Supplied information:
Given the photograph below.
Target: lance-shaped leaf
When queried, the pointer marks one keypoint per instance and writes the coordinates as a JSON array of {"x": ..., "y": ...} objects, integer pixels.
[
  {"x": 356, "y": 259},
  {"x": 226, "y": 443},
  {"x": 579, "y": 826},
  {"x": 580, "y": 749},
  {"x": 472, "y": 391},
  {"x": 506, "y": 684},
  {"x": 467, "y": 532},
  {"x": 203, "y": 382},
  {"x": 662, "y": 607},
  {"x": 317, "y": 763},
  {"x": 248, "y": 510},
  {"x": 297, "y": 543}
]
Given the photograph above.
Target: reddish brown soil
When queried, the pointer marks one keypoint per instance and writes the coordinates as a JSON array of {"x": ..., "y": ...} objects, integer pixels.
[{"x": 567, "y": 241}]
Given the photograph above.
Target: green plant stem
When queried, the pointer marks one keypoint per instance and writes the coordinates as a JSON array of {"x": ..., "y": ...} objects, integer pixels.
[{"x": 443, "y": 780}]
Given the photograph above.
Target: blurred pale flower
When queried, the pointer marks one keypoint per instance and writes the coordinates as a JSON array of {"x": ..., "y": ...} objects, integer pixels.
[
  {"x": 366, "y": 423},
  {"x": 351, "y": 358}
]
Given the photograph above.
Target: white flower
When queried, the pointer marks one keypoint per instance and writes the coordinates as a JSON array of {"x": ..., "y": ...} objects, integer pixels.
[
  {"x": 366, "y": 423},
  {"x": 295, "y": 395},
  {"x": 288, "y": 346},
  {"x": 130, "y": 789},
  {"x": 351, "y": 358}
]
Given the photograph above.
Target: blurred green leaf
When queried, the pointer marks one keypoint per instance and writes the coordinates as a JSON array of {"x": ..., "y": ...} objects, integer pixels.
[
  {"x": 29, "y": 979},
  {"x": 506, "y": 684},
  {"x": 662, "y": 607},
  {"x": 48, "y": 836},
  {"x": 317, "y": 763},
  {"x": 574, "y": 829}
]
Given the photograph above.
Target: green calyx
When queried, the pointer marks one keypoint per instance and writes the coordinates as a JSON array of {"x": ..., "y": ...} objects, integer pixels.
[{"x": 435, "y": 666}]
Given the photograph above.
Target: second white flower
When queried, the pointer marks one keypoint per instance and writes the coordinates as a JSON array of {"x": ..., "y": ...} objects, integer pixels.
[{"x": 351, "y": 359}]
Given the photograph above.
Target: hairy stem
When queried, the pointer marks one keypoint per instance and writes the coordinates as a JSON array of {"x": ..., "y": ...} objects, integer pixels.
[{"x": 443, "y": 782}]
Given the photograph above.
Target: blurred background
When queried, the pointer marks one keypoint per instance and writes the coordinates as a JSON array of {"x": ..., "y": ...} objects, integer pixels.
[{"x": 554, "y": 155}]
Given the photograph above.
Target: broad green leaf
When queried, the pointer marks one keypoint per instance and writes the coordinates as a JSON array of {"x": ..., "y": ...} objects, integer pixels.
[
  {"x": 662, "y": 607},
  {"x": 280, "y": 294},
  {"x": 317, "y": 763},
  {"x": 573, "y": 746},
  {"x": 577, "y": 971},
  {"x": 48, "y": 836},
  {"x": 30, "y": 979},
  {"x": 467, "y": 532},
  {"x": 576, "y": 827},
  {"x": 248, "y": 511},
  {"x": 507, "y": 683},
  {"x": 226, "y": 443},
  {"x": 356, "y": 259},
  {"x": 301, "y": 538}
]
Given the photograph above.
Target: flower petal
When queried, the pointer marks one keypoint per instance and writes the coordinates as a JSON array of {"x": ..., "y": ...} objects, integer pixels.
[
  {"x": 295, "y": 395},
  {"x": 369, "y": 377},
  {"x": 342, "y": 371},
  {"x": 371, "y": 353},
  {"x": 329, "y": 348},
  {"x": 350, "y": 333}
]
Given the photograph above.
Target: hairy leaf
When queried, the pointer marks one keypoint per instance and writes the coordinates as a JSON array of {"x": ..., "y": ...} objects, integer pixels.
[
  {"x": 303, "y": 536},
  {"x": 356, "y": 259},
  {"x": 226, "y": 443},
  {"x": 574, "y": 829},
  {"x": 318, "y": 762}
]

Work instructions: Retype all of the material above with every character intact.

The response:
Given the photograph below.
Target: lance-shaped leaf
When queried, the pointer marks one keypoint per instance and writes the coordinates as a JSON array of {"x": ..., "y": ...} objects, integer pixels.
[
  {"x": 356, "y": 259},
  {"x": 226, "y": 443},
  {"x": 579, "y": 826},
  {"x": 580, "y": 749},
  {"x": 472, "y": 391},
  {"x": 506, "y": 684},
  {"x": 467, "y": 532},
  {"x": 203, "y": 382},
  {"x": 662, "y": 607},
  {"x": 317, "y": 763},
  {"x": 248, "y": 510},
  {"x": 297, "y": 543}
]
Given the photograph above.
Target: reddish brown soil
When queried, the pointer marks one keypoint per instance and writes the coordinates as a JSON array of {"x": ..., "y": ...} objects, integer pixels.
[{"x": 567, "y": 241}]
Given the photograph above.
Target: green plant stem
When queried, the pointer marks one keypoint per instance and writes the coordinates as a JSON array of {"x": ..., "y": ...} objects, integer pixels.
[{"x": 443, "y": 780}]
Given the photograph above.
Target: blurred pale flower
When queried, the pointer marks one keypoint per instance and writes the coordinates as a JSON array of {"x": ..., "y": ...} objects, integer pixels.
[
  {"x": 366, "y": 423},
  {"x": 351, "y": 358}
]
Given the photograph above.
Target: white flower
When queried, the pointer marks one keypoint per instance and writes the coordinates as a JSON array of {"x": ..., "y": ...} objects, integer pixels.
[
  {"x": 366, "y": 423},
  {"x": 295, "y": 395},
  {"x": 288, "y": 346},
  {"x": 130, "y": 789},
  {"x": 351, "y": 358}
]
Given the photograph above.
Target: blurred green leaf
When queried, the pointer marks one keypoint per instance and writes the coordinates as a JSON array of {"x": ..., "y": ...} objects, integer pixels.
[
  {"x": 29, "y": 979},
  {"x": 506, "y": 684},
  {"x": 662, "y": 607},
  {"x": 48, "y": 836},
  {"x": 317, "y": 763},
  {"x": 574, "y": 829}
]
Given the photograph above.
Target: green calyx
When queried, the pointer marks one keypoint per instance and writes the coordinates as a JSON array of {"x": ..., "y": ...} objects, integer pixels.
[{"x": 435, "y": 666}]
Given the photograph above.
Target: second white flower
When queried, the pointer marks one keypoint per instance and writes the coordinates as a JSON array of {"x": ..., "y": ...} objects, integer pixels.
[{"x": 351, "y": 359}]
Given the photograph above.
Target: hairy stem
When queried, the pointer marks one keypoint per instance and writes the coordinates as a JSON array of {"x": ..., "y": ...} objects, integer pixels.
[{"x": 443, "y": 782}]
Given the photograph above.
Target: blurred background
When queried, the pointer marks one keypoint per instance and writes the coordinates as a JSON array of {"x": ..., "y": ...} objects, integer pixels.
[{"x": 554, "y": 155}]
Given the photograph above.
Target: broad green leaf
When queried, the pointer marks one keypoint per instance and writes the coordinates as a JSON array of {"x": ..., "y": ...} objects, integer pixels.
[
  {"x": 662, "y": 607},
  {"x": 280, "y": 294},
  {"x": 317, "y": 763},
  {"x": 573, "y": 746},
  {"x": 577, "y": 971},
  {"x": 48, "y": 836},
  {"x": 30, "y": 979},
  {"x": 467, "y": 532},
  {"x": 576, "y": 827},
  {"x": 248, "y": 511},
  {"x": 507, "y": 683},
  {"x": 226, "y": 443},
  {"x": 356, "y": 259},
  {"x": 301, "y": 538}
]
Given the photograph above.
Target: flower petal
When queried, the pointer marks one keypoint per instance and writes the coordinates as a JSON array of {"x": ..., "y": ...} objects, integer pixels.
[
  {"x": 295, "y": 395},
  {"x": 369, "y": 377},
  {"x": 342, "y": 371},
  {"x": 371, "y": 353},
  {"x": 329, "y": 348},
  {"x": 350, "y": 333}
]
Given the photograph above.
Target: hairy leaf
When queried, the pointer marks one keypoint per instance and writes the coordinates as a JSON array of {"x": ..., "y": ...} objects, integer pixels.
[
  {"x": 303, "y": 536},
  {"x": 356, "y": 259},
  {"x": 226, "y": 443},
  {"x": 574, "y": 829},
  {"x": 318, "y": 762}
]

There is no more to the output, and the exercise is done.